» **Aufgabenstellung 1**
Welche griechische Polis wurde laut dem Text über lykische Hafenorte beim heutigen Fethiye zum neuen Siedlungszentrum?
» **Aufgabenstellung 2**
Nennen Sie alle antiken Siedlungen, die der Text über lykische Hafenorte namentlich erwähnt.
» **Aufgabenstellung 3**
Setzen Sie den Text über lykische Hafenorte im Anschluss an seinen letzten Satz fort.

Für die Erforschung dieser Prozesse spielen Hafenorte eine besondere Rolle. Es ist zwar geradezu ein Charakteristikum lykischer Siedlungen der archaisch-klassischen Zeit, daß sie mit ganz wenigen Ausnahmen auf schwer zugänglichen, demnach fortifikatorisch günstigen Bergkuppen errichtet wurden. Vom späten 5. Jh. an läßt sich aber in verschiedenen Orten eine Verschiebung des Siedlungsschwerpunktes an das Meer beobachten. So wird beispielsweise beim heutigen Fethiye eine Bergsiedlung verlassen und der zugehörige Küstenort, die griechische Polis Telmessos, neues Siedlungszentrum. Ähnliche Entwicklung zeigen sich im Fall von Phellos und Antiphellos sowie von Apollonia und Aperlai in Zentrallykien. Während die Binnenorte stagnieren, erfahren die Häfen einen in öffentlichen Bauten erkennbaren Entwicklungssprung. Sie werden eigenständige Poleis, die im Siedlungsbild nun deutlich hellenisierter erscheinten als die älteren Bergsiedlungen im Hinterland.

Hierzu paßt es, daß die antike Überlieferung Häfen topisch eine Vorreiterrolle in Akkulturationsprozessen zuschreibt und sie regelmäßig als fortschrittlichsten Siedlungstypus beschreibt. Hier sei kultureller Einfluß zum einen in seinen negativen Ausprägungen, nämlich als Gefährdung des Gemeinwesens durch das Eindringen fremder Kulturmuster feststellbar. Zum anderen aber gelten Hafenorte bzw. die Entstehung von Siedlungen am Meer als Kennzeichen eines gemeingriechischen Zivilisationsprozesses. Erst mit dem Verlassen der sicheren, aber zivilisatorisch rückständigen Bergwelt sei jener Kulturstandard erreicht worden, der die griechische Identität grundlegend präge.

» **Bereitgestellte Zeilen**
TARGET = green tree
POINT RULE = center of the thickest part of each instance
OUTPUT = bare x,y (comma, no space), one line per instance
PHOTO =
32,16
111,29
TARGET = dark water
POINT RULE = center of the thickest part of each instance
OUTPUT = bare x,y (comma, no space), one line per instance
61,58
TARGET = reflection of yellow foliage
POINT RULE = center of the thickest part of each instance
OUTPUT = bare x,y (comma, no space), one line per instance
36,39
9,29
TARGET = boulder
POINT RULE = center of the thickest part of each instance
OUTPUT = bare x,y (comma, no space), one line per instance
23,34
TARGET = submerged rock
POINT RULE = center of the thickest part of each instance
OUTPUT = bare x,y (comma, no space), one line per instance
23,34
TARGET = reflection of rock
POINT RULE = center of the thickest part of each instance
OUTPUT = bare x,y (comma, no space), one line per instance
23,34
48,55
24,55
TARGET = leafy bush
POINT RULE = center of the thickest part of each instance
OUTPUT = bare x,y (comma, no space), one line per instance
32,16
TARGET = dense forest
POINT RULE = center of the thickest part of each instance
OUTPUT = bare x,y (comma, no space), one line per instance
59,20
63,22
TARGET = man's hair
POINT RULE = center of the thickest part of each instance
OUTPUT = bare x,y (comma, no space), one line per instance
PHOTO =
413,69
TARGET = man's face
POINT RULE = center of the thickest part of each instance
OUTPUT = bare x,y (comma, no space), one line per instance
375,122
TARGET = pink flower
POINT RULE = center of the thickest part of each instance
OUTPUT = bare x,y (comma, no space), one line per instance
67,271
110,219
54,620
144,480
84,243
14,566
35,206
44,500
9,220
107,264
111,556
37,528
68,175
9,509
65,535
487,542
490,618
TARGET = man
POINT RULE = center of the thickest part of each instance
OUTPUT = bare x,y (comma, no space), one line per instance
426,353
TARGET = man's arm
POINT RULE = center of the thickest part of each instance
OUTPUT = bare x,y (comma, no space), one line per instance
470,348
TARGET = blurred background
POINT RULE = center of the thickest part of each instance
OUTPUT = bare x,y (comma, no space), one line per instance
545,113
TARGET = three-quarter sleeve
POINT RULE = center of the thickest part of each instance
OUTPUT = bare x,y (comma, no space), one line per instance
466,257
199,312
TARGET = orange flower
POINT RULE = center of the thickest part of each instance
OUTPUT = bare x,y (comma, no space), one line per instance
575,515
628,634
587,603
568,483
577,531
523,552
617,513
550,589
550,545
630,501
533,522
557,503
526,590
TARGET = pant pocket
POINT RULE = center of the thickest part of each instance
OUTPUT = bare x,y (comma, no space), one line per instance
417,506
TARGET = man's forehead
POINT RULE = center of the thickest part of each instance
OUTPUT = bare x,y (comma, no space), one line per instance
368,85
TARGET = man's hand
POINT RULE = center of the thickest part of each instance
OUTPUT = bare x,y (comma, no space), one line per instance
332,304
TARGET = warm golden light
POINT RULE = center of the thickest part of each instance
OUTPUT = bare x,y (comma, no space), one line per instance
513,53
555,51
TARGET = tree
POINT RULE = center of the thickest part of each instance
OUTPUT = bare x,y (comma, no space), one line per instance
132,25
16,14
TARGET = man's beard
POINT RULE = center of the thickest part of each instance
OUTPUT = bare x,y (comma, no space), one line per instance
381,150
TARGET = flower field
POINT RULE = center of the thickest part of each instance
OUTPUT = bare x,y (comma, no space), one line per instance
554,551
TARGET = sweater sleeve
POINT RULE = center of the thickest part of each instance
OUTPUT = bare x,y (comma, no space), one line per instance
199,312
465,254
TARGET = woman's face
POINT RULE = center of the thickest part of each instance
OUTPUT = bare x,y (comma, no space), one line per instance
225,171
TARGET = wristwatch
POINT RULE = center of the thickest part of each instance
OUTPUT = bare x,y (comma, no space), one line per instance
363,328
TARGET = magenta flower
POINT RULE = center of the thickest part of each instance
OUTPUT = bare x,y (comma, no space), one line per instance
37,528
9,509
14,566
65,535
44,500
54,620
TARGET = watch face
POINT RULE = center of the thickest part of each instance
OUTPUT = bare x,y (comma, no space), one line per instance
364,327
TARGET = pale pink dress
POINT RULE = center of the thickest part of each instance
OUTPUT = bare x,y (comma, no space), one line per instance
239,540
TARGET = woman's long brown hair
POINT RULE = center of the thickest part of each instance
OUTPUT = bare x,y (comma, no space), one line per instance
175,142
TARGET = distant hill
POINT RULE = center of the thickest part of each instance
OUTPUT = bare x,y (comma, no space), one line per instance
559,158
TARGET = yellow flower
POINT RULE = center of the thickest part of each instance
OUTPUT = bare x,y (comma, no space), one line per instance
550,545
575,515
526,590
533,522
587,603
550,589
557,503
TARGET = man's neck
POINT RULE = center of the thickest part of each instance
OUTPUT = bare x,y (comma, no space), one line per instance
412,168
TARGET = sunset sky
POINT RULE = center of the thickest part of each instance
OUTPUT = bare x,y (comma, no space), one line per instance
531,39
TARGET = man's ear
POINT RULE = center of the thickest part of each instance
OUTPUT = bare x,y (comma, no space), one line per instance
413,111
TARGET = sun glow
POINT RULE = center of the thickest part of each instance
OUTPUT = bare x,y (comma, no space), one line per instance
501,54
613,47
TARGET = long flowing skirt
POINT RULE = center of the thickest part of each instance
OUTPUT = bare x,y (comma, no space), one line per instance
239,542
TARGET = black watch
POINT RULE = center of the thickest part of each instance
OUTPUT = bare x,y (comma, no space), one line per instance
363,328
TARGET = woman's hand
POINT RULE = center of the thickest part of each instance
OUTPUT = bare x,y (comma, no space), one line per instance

» **Schriftliche Antwort 1**
Telmessos.

» **Schriftliche Antwort 2**
Telmessos, Phellos, Antiphellos, Apollonia, Aperlai

» **Schriftliche Antwort 3**
Es ist im Detail unklar, wie die unterstellten Akkulturationsprozesse im einzelnen verliefen. Ziel des Forschungsprojektes ist es, diese Prozesse besser zu verstehen, indem an ausgewählten Beispielen die Veränderungen auf möglichst vielen Feldern, wie Siedlungs- und Wirtschaftsstruktur, politischer Verfassung, Architektur usw. nachgezeichnet werden. Für diese Untersuchung wurden zwei Ortspaare (Teimiusa und Tyberissos, Phellos und Antiphellos) ausgewählt, die ein breites Spektrum von Einsichten in die Prozesse erwarten lassen. Es handelt sich um jeweils um die Kombination eines Hafens und eines Binnenortes in extremer, d.h. verkehrsgeographisch wenig vorteilhafter Lage.

Um folgende Kernfragen geht es dabei:

  • Wie entwickelten sich die Häfen unter dem Einfluß zunehmender Kontakte und wie strahlte ihre Entwicklung auf das Hinterland, insbesondere auf einen zugehörigen Bergort und die Kleinregion aus?
  • Wie verliefen hierbei die Akkulturationsprozesse ? Wo zeigen diese ihre nachhaltigste Wirkung?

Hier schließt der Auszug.